__WORK REQUEST__.
From the records below, please repeat exactly the line that has "Each <instance> ends", the line that has "box: [48, 31, 144, 159]", and every line between them, and nothing else.

__SOURCE INFORMATION__.
════════

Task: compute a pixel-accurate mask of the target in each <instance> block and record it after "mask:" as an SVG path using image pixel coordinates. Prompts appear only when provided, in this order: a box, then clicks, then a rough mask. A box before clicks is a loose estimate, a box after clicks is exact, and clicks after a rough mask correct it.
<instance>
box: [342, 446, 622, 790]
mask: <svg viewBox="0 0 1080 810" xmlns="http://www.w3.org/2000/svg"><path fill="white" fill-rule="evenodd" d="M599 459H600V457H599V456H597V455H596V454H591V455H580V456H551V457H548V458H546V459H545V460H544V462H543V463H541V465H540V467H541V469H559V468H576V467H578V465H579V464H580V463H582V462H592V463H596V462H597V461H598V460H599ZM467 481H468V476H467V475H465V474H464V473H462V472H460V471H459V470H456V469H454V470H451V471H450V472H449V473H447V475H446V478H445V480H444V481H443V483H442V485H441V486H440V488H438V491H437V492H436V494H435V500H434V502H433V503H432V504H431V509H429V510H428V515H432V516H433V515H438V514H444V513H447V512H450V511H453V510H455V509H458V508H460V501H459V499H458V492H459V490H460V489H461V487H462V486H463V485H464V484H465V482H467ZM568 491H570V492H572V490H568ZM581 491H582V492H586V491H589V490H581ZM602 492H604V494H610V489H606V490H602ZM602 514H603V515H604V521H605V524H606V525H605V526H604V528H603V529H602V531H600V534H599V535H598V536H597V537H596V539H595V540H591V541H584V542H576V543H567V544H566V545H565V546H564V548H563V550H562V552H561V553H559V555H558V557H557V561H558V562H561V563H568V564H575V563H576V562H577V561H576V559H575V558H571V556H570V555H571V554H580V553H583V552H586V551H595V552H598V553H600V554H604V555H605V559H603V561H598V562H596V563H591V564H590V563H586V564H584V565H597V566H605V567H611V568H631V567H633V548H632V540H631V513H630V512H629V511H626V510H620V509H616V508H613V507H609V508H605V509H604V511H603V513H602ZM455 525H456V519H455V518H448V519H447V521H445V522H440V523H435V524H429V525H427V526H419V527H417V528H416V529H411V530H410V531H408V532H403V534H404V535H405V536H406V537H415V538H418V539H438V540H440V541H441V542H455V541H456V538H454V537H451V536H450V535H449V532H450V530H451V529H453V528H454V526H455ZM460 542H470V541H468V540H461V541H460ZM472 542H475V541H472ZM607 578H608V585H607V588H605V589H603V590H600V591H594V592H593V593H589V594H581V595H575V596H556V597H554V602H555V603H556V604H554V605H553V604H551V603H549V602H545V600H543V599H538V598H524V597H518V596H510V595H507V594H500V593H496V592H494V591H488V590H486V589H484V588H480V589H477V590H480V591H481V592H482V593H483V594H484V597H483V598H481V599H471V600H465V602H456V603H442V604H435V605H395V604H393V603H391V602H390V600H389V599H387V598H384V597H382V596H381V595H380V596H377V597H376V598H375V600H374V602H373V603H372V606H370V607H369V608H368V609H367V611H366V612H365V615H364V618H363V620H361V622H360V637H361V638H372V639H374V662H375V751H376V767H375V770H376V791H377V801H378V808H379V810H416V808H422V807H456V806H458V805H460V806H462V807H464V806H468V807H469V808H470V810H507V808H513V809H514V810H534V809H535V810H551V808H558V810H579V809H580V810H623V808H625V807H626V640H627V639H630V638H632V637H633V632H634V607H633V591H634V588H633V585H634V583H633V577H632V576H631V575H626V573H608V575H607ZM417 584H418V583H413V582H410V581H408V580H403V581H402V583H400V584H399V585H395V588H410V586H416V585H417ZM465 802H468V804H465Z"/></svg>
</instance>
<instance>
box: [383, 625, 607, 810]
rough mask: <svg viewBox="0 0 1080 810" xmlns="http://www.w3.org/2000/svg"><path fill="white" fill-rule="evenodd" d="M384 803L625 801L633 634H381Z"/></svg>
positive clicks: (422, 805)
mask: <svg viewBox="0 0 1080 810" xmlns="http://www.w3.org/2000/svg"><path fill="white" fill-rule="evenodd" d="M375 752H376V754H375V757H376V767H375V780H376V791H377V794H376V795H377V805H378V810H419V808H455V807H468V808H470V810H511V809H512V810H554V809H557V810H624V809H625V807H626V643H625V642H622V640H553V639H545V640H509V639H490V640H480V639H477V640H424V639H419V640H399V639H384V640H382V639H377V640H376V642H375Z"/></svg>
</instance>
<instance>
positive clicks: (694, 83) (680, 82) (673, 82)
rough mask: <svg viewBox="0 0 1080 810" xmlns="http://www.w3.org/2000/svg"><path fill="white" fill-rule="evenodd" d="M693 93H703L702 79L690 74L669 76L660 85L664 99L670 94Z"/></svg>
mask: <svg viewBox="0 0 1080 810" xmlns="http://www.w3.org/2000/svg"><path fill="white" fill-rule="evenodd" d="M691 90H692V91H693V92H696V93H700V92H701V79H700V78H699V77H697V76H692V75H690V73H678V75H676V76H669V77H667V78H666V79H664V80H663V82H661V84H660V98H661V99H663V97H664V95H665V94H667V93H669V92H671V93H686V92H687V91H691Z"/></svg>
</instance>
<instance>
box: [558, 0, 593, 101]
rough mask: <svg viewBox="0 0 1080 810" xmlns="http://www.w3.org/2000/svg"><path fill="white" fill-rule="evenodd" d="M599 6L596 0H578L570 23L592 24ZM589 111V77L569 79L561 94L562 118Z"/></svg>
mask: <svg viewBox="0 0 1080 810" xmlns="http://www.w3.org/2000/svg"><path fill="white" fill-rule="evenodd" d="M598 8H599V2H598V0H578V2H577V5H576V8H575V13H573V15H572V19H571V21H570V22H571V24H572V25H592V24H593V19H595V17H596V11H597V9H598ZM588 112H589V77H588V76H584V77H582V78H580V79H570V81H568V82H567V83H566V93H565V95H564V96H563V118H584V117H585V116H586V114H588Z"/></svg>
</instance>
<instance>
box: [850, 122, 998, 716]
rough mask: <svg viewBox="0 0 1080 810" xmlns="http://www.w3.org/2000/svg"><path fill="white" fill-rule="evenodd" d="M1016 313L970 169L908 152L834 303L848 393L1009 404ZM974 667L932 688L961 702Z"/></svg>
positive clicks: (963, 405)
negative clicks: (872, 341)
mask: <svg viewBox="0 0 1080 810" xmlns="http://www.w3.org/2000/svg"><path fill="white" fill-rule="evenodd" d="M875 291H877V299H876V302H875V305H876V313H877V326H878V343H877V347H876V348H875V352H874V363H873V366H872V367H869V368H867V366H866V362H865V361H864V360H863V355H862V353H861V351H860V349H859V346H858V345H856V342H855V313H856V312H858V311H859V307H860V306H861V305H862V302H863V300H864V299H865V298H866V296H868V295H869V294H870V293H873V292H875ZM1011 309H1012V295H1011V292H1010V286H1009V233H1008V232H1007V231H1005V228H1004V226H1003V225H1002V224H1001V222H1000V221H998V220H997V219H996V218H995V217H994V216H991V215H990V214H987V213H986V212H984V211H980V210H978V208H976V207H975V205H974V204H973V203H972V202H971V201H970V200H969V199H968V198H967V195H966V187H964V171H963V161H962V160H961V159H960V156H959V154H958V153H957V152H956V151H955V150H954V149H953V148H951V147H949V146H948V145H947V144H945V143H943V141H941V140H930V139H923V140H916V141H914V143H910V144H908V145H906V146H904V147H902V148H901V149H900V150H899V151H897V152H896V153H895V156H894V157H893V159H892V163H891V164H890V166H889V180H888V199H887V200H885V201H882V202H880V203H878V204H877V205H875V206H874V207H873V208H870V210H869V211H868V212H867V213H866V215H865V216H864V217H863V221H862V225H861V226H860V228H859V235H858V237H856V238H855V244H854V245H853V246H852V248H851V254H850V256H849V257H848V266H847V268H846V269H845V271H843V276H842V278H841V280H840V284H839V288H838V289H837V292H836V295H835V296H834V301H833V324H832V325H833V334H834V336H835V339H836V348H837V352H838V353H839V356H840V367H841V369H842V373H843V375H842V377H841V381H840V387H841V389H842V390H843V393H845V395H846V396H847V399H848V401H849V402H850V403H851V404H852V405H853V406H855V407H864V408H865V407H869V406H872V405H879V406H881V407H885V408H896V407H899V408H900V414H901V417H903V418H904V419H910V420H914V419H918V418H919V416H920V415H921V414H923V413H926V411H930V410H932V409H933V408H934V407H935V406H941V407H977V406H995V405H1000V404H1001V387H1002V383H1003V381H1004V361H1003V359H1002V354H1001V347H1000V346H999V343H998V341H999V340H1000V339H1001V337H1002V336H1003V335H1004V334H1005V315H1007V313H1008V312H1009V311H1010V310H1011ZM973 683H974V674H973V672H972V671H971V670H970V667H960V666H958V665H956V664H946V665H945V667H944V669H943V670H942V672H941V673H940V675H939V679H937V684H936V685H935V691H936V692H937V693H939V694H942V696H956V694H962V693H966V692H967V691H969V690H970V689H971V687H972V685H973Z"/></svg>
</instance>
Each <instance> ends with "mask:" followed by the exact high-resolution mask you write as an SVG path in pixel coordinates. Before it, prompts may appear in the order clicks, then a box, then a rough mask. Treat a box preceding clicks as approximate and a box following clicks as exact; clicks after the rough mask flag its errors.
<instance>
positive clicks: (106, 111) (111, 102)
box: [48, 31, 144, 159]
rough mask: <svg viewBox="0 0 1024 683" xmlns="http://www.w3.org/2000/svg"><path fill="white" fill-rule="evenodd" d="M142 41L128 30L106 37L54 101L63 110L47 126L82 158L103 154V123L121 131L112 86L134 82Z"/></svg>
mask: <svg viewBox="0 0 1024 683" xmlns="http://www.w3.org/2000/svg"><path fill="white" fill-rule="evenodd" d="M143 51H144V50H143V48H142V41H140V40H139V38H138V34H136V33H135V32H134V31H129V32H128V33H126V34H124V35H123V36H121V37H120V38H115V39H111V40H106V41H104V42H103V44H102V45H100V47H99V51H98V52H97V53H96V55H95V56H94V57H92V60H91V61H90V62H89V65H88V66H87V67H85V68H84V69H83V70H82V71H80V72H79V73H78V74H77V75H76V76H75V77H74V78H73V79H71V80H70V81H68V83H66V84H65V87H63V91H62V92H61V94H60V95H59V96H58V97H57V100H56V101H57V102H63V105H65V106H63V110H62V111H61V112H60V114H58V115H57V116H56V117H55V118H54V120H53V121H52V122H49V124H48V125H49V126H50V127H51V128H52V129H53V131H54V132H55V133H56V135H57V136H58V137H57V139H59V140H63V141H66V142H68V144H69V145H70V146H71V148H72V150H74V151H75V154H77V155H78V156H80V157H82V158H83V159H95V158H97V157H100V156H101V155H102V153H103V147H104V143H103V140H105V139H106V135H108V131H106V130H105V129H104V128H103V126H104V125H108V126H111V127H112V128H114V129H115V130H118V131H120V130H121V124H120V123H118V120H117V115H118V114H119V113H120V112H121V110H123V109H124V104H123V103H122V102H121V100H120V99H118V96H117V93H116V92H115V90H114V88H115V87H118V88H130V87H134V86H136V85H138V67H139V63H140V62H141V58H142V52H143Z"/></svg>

════════

__SOLVED EXERCISE__.
Each <instance> ends with "mask:" followed by the exact high-resolution mask you write as an SVG path in pixel coordinates. Before it, prompts may appear in the order clicks, then a box, then a rough mask. Treat a box preceding clicks as approximate and a box following clicks as exact; clicks after the rough mask flag its errors.
<instance>
positive clicks: (106, 111) (111, 102)
box: [48, 31, 144, 159]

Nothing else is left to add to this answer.